- EXERCISE GOAL -
Return the line containing "Target: ceiling pipe" and all lines after it exactly; stop at the end of the material.

- DATASET RECORDS -
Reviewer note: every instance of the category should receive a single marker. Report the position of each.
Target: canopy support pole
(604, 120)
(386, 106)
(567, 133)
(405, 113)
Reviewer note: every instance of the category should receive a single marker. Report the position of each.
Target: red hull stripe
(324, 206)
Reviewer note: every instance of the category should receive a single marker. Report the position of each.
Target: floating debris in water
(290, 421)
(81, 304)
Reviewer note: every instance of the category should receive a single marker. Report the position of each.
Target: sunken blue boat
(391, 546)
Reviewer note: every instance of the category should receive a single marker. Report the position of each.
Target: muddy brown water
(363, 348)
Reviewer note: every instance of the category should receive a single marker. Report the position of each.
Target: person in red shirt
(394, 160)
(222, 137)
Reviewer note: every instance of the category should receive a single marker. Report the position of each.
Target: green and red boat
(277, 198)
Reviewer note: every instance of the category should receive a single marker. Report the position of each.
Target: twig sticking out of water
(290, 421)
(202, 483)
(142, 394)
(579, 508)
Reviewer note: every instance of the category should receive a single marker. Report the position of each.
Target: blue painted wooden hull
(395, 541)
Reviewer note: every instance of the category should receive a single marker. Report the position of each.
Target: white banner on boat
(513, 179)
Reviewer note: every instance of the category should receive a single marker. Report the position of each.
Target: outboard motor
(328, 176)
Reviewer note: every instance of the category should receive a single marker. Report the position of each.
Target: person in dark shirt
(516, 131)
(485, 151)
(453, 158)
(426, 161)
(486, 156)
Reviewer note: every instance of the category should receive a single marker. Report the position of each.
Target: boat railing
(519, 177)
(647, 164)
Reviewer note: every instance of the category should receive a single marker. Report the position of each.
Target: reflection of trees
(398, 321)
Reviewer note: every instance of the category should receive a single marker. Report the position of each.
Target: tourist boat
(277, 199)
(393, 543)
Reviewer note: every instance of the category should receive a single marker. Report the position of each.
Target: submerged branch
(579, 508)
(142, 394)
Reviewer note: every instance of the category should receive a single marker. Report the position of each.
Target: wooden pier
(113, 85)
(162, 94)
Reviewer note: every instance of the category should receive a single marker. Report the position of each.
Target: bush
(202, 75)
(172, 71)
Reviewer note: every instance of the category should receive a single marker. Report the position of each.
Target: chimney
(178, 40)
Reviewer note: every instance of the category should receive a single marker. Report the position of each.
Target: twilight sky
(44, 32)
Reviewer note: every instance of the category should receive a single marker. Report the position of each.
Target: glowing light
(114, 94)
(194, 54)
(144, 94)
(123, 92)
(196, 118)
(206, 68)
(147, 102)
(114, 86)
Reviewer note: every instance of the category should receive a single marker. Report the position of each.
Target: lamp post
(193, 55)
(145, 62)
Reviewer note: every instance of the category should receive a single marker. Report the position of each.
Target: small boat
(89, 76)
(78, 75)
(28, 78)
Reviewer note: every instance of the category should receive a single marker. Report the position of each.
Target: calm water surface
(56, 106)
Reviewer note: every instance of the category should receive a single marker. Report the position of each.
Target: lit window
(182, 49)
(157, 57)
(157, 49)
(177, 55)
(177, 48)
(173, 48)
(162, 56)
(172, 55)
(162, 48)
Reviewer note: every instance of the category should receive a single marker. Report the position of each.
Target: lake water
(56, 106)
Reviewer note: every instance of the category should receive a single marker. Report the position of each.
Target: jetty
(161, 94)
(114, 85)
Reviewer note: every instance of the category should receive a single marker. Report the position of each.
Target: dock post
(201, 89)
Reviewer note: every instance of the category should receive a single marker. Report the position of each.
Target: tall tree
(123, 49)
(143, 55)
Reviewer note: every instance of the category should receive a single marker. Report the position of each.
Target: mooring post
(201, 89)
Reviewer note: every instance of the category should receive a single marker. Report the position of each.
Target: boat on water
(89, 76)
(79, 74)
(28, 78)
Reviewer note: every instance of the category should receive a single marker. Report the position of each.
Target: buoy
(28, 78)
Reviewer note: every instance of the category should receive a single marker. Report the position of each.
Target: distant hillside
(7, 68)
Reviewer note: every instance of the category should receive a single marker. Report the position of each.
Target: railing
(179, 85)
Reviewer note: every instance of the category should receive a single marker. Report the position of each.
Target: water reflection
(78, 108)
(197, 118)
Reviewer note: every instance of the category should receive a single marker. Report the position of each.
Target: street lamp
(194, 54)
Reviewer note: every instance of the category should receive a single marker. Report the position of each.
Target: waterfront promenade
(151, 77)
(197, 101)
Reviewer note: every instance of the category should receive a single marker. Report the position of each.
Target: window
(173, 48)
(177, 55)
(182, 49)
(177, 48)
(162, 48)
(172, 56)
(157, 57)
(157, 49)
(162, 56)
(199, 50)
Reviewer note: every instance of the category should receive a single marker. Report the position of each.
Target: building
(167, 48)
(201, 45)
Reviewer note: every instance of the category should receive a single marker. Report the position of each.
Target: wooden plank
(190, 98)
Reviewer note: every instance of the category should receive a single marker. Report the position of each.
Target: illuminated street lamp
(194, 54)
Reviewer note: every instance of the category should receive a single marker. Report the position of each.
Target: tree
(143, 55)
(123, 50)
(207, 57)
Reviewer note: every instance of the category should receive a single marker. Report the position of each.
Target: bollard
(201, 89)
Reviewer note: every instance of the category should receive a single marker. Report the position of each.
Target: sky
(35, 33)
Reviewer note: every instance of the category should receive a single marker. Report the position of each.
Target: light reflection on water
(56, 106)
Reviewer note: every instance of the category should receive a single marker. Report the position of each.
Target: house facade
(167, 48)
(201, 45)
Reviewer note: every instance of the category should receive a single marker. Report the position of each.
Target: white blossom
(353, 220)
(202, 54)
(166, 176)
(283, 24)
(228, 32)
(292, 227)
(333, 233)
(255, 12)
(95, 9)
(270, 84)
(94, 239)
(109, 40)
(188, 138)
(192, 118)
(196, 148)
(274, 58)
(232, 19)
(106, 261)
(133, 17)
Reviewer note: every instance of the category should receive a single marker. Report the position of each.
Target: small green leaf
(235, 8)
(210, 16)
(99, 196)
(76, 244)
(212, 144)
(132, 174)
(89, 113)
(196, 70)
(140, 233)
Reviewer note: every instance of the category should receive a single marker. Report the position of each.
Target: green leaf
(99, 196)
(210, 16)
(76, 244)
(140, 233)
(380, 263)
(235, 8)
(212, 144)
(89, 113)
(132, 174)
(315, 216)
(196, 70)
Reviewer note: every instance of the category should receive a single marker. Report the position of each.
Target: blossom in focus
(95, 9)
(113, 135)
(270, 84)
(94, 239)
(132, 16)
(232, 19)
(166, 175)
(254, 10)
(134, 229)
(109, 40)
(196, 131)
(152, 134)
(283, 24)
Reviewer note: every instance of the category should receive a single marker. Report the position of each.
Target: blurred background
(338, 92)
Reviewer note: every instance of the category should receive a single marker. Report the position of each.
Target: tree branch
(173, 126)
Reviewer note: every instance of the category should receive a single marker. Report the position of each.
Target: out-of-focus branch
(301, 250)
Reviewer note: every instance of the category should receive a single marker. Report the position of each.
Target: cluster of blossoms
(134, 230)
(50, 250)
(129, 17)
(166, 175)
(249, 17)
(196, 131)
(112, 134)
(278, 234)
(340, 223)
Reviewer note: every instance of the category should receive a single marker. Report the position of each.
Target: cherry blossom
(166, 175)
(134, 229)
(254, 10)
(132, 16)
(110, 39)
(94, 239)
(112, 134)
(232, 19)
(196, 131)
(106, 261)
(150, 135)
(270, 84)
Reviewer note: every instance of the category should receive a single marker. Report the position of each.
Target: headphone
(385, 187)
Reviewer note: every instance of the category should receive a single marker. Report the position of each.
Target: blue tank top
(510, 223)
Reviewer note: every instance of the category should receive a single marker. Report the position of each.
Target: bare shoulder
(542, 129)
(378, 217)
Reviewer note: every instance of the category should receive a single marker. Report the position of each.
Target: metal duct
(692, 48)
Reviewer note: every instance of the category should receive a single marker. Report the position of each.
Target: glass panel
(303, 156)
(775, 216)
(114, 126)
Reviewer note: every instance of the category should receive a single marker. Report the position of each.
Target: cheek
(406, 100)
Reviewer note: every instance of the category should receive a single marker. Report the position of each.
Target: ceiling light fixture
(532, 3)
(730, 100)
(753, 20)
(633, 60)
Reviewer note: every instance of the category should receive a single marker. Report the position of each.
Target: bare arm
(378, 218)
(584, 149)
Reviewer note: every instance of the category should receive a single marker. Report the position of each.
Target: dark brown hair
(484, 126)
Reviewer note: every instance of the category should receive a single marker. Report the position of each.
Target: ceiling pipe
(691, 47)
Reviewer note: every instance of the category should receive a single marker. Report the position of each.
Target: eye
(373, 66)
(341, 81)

- SOLUTION TO THIS PROBLEM -
Target: ceiling pipe
(691, 47)
Reviewer note: every instance of the category should receive a single marker. Report the position of each.
Target: eye
(373, 66)
(341, 81)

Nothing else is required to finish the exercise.